**Problem description**
Each entry below must be repeated word for word.

**Records for this exercise**
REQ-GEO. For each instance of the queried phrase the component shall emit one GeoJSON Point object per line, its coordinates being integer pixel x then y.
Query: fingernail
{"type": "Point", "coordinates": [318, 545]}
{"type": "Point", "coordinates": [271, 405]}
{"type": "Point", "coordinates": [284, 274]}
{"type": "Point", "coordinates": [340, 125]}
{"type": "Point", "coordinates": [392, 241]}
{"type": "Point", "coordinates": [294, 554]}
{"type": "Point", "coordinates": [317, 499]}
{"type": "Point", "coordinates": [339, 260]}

**Answer box**
REQ-GEO. For each instance of the queried phrase the component shall emit one GeoJSON Point object per line, its coordinates being integer pixel x then y.
Query: fingernail
{"type": "Point", "coordinates": [318, 545]}
{"type": "Point", "coordinates": [271, 405]}
{"type": "Point", "coordinates": [284, 274]}
{"type": "Point", "coordinates": [340, 125]}
{"type": "Point", "coordinates": [392, 241]}
{"type": "Point", "coordinates": [294, 554]}
{"type": "Point", "coordinates": [317, 499]}
{"type": "Point", "coordinates": [339, 260]}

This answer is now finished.